任务说明:
将清单从开头起、到含有“729 205 784 256”的那一行止（首尾两行都算在内）整理成 Markdown 表格，两列分别为“序号”和“内容”，空行不列入。

⟨

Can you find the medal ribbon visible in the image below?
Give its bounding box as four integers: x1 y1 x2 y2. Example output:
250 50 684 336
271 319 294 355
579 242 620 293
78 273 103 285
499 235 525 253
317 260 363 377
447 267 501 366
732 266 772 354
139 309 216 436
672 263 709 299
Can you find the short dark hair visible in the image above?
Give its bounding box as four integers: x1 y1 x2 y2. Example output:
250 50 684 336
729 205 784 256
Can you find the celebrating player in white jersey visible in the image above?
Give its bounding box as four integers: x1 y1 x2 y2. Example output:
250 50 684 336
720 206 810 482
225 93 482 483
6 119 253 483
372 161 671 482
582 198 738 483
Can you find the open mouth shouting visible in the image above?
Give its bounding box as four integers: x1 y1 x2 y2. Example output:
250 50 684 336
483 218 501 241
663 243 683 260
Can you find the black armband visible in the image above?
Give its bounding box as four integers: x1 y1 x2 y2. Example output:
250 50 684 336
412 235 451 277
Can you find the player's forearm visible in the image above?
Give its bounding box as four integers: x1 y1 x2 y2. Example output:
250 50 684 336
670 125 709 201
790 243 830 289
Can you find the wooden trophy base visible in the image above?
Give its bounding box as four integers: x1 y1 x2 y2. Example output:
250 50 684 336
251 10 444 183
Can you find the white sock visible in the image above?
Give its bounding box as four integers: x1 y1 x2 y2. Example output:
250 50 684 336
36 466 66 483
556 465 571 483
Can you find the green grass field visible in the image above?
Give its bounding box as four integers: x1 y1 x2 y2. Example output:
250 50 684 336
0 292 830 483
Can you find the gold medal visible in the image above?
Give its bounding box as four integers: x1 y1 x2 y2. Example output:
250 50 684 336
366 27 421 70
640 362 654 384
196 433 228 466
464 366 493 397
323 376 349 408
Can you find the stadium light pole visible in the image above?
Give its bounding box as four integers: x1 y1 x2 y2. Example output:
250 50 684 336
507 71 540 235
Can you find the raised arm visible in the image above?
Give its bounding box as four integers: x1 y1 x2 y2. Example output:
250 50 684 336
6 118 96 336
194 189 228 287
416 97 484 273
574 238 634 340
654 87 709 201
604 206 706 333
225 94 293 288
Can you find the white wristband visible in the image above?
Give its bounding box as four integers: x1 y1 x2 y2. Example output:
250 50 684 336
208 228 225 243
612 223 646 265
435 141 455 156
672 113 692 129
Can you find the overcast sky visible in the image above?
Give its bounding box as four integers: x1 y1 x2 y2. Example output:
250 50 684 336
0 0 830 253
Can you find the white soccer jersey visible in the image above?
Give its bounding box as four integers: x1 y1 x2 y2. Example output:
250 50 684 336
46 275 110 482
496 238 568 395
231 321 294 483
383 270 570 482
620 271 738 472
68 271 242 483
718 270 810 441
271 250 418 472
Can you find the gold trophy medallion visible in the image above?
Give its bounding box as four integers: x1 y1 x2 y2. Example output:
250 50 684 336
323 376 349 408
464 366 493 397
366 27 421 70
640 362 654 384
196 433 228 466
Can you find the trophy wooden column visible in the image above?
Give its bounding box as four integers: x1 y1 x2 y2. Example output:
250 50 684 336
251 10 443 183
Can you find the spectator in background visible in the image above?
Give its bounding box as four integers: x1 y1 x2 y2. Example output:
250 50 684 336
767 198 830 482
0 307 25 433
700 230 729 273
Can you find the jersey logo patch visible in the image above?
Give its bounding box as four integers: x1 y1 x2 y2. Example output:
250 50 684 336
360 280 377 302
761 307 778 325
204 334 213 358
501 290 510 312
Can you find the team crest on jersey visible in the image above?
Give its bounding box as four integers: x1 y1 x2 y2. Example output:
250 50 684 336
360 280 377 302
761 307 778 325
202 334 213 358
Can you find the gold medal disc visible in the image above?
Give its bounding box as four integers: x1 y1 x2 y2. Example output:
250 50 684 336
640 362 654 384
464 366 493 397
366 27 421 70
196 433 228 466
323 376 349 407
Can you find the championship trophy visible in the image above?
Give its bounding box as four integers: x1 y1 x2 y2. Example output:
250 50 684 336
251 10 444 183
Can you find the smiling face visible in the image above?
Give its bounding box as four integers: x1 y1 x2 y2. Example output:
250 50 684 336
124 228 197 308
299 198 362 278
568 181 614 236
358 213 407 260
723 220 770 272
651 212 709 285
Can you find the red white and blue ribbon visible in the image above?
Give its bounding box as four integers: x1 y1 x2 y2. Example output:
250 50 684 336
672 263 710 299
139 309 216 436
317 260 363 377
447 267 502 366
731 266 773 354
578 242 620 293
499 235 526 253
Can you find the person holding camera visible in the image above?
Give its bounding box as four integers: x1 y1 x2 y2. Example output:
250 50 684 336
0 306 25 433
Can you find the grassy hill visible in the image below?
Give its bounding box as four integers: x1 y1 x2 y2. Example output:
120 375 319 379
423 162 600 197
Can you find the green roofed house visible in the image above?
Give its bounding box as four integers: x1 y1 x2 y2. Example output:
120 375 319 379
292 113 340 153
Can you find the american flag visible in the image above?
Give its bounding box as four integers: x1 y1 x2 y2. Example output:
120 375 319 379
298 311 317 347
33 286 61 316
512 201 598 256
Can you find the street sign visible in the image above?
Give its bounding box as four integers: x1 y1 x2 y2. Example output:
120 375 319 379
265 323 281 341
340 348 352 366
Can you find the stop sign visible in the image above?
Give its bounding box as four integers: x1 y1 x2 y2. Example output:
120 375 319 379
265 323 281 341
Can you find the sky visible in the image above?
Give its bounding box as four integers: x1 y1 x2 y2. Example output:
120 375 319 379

⟩

本题结果:
| 序号 | 内容 |
|---|---|
| 1 | Can you find the medal ribbon visible in the image below? |
| 2 | Give its bounding box as four integers: x1 y1 x2 y2. Example output: |
| 3 | 250 50 684 336 |
| 4 | 271 319 294 355 |
| 5 | 579 242 620 293 |
| 6 | 78 273 103 285 |
| 7 | 499 235 525 253 |
| 8 | 317 260 363 377 |
| 9 | 447 267 501 366 |
| 10 | 732 266 772 354 |
| 11 | 139 309 216 436 |
| 12 | 672 263 709 299 |
| 13 | Can you find the short dark hair visible in the image above? |
| 14 | Give its bounding box as four integers: x1 y1 x2 y2. Example output: |
| 15 | 250 50 684 336 |
| 16 | 729 205 784 256 |